**TASK:** Where does the word "wrist" appear in the data? Copy every line that holds it.

**SOURCE MATERIAL:**
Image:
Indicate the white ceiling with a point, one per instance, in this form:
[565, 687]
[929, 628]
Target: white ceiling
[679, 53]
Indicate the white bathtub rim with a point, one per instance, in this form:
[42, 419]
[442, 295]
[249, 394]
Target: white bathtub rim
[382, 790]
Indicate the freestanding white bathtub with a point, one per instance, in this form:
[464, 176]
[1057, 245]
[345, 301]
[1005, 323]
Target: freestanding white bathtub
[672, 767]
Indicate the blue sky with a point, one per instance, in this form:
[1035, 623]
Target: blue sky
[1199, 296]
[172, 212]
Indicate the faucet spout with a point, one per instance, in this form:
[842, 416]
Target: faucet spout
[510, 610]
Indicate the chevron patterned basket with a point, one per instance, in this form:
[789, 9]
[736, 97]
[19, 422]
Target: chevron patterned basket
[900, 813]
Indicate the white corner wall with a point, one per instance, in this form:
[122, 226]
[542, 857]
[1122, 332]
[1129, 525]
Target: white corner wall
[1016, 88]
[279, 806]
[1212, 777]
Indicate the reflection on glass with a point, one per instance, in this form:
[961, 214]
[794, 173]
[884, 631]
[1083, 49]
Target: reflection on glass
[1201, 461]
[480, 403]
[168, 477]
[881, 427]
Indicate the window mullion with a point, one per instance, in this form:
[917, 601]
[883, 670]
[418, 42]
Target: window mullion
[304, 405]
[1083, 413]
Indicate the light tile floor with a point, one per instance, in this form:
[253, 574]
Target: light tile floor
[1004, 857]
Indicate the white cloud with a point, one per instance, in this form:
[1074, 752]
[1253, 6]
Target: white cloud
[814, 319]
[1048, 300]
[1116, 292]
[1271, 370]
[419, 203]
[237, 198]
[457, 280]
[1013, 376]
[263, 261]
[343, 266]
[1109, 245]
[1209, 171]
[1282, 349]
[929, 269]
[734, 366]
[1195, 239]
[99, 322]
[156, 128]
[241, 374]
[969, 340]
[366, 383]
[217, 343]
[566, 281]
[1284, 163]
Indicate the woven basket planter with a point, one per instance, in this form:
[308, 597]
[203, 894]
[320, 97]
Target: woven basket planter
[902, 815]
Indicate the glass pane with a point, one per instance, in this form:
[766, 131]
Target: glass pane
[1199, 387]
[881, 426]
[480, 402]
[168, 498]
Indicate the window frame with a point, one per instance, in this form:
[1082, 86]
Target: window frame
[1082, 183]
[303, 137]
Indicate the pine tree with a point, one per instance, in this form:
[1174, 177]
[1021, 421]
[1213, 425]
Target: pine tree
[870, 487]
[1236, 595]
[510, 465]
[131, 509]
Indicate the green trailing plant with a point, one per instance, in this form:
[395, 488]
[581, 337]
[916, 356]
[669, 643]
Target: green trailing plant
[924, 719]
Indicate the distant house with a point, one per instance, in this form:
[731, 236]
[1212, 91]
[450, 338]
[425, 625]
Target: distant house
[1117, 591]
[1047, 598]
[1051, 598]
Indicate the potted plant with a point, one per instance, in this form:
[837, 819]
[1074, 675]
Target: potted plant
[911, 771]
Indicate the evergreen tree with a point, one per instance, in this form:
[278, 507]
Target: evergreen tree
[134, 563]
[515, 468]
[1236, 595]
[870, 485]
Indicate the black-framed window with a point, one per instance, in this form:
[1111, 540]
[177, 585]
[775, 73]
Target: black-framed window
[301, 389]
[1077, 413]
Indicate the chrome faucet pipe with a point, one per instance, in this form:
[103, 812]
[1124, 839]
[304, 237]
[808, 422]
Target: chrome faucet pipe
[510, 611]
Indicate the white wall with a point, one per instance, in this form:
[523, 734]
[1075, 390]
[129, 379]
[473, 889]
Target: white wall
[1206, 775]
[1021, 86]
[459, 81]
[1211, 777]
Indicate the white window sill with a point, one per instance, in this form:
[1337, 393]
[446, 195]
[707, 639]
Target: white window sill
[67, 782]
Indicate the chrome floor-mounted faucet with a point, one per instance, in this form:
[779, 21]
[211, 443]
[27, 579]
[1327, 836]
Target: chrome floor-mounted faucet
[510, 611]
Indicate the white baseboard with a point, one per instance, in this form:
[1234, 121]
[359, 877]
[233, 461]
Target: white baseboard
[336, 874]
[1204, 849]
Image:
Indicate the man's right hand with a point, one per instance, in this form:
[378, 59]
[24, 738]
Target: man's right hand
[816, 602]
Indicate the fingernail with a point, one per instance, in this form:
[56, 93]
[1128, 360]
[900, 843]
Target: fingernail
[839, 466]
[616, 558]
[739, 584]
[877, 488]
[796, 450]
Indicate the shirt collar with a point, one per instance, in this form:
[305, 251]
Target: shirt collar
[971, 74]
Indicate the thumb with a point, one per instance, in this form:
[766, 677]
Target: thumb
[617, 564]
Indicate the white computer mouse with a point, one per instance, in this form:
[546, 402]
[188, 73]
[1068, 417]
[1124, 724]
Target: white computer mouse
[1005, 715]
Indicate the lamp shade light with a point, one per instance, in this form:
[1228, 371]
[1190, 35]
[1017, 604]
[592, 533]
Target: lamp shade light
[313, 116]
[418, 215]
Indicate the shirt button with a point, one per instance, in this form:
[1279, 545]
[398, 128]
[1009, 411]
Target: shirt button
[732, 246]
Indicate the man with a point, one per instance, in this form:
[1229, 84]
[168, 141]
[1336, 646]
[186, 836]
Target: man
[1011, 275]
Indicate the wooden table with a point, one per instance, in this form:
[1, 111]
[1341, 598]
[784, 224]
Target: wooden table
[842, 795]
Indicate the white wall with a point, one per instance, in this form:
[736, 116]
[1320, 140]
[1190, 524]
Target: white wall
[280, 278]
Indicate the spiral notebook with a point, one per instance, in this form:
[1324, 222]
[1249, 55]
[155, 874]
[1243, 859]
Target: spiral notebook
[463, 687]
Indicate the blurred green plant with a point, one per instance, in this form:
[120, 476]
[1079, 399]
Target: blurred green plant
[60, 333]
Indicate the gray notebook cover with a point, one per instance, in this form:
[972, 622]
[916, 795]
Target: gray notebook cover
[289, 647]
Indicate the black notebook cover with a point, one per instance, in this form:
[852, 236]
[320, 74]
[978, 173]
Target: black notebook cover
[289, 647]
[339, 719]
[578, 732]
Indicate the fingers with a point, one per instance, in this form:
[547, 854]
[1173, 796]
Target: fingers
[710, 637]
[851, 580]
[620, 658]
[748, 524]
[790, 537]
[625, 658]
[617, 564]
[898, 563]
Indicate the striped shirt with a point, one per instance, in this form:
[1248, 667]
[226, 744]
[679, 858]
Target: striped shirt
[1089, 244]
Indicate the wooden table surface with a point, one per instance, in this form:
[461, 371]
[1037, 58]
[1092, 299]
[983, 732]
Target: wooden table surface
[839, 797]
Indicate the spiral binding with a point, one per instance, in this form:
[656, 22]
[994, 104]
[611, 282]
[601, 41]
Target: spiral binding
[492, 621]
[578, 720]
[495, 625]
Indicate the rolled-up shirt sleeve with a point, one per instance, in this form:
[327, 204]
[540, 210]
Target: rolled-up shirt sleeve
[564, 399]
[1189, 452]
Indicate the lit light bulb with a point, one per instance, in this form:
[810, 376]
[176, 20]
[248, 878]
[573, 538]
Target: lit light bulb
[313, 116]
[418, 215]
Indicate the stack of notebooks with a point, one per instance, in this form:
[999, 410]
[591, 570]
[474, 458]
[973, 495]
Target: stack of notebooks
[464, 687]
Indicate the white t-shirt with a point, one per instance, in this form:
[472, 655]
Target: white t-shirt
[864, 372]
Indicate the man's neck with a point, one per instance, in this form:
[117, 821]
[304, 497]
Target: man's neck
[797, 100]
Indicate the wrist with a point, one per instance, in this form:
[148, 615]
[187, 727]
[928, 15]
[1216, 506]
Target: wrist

**REPLY:**
Indicate the wrist with a point, one per instance, in this form:
Target: wrist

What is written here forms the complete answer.